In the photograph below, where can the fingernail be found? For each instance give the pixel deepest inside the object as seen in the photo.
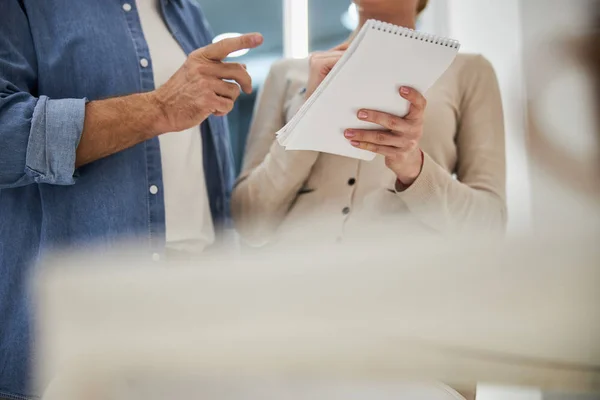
(257, 39)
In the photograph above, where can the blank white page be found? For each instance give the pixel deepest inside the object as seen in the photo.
(384, 60)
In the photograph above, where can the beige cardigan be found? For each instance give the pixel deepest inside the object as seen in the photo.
(295, 195)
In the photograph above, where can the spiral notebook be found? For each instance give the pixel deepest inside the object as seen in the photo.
(380, 59)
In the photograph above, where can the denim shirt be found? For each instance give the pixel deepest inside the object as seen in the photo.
(55, 55)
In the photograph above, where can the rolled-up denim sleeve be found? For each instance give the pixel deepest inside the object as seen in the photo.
(38, 135)
(56, 128)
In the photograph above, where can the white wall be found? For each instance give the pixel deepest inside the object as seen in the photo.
(492, 28)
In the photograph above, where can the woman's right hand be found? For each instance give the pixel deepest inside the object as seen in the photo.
(320, 65)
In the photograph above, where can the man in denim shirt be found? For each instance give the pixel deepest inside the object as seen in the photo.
(82, 106)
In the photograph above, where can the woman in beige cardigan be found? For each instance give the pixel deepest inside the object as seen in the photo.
(439, 169)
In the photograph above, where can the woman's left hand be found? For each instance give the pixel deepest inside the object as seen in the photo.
(399, 139)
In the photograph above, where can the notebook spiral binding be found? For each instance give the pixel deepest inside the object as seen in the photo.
(412, 34)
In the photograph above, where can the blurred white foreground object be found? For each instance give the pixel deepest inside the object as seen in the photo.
(370, 317)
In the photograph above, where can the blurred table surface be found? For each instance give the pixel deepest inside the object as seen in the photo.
(525, 312)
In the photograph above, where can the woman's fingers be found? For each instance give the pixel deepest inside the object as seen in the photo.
(377, 137)
(388, 121)
(418, 103)
(368, 139)
(386, 151)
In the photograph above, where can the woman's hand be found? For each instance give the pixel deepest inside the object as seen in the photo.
(399, 139)
(320, 64)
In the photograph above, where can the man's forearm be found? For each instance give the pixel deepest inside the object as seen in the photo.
(116, 124)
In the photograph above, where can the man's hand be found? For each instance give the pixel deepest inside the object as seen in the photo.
(198, 89)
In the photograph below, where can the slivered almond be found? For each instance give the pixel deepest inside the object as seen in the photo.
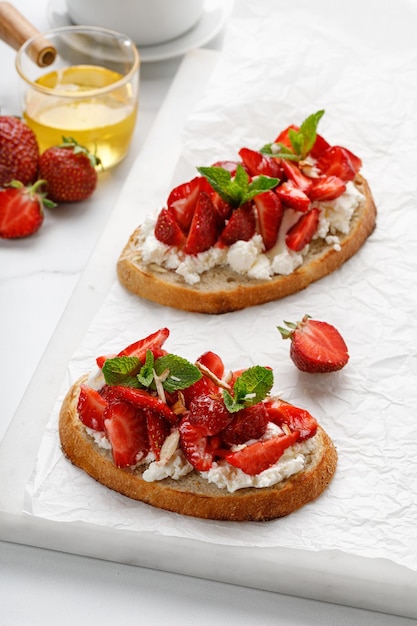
(169, 446)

> _Exercise directions_
In your copy of the listing above, every line must match exactly and no picture may appear.

> _Answer for this exercise_
In the photograph below, where can the fingernail be found? For each instance give the pixel deepest inside the object as seen in the photo.
(257, 39)
In the photograph above, where can the blank white page be found? For each instance give the pixel deepest inside the object as seen in the photo.
(384, 60)
In the photograph above, where can the beige cardigan be found? For each instance give the pixel deepest inside the object as seen in the photo.
(295, 195)
In the photograph above, where can the spiral notebook be found? For each instance give the pixel deepest inside the object as seen in the photo.
(380, 59)
In the photograph above, where can the denim shirt be found? For each instance give the pixel deepest inside the object as seen in the photo.
(55, 55)
In the photograph above, where can the rolled-up denim sleeve be found? For each instance give the pixel deepest inside the object as seen in the photo.
(38, 135)
(56, 128)
In the photograph above, where can the white wall be found? For each instance give the pixel deepest inside the object as seen in the photo.
(492, 28)
In the photograph above, where can the woman's right hand be found? For each instance give the pixel deepest inside the object as seen in the photo.
(320, 65)
In the photograph above, where can the man in denim shirt be found? For each instance give the pixel deepest inside the object as seen in the photo.
(82, 106)
In the photograph above, where can the woman in beige cardigan be found? For each instance give the pixel deepest inside the object as seen in the photo.
(439, 169)
In the photograph above, where can the woman's left hand be found? For each instance give the pixel deepest inside the object as seen in the photo.
(399, 139)
In the photograph above, where can the notebook spiral binding be found? For each instance give the pixel deepest inside the object as seen in the photo.
(412, 34)
In the photograph above, where can the blurred white foreground object be found? For each instance give the pixel deepest inside the object as seen in the photo.
(370, 317)
In the photograph above, where can the blurred table surface be found? For each instance give the pixel deepest inside the object as seen in the photo.
(525, 312)
In the photograph above, where can the woman's fingers be found? For each instance give the pixel deepest inside the object as seen in the photo.
(377, 137)
(388, 121)
(418, 103)
(368, 139)
(386, 151)
In the photograph above, where can the woman's hand be found? For each instance give the pixel deepest inside the object as seen in the photo.
(399, 139)
(320, 64)
In the photograph above, where can the man's forearm be found? For each instance give the pixel deepest inside the object as seen in the photo.
(116, 124)
In the photograph above, where can the man's hand be found? For each instance give the pixel deepest inside the object as seen in the photo.
(198, 89)
In the photograph below, where can the slivered almond be found? For each instance give the pixel deepest inside the object as seen in the photo.
(169, 446)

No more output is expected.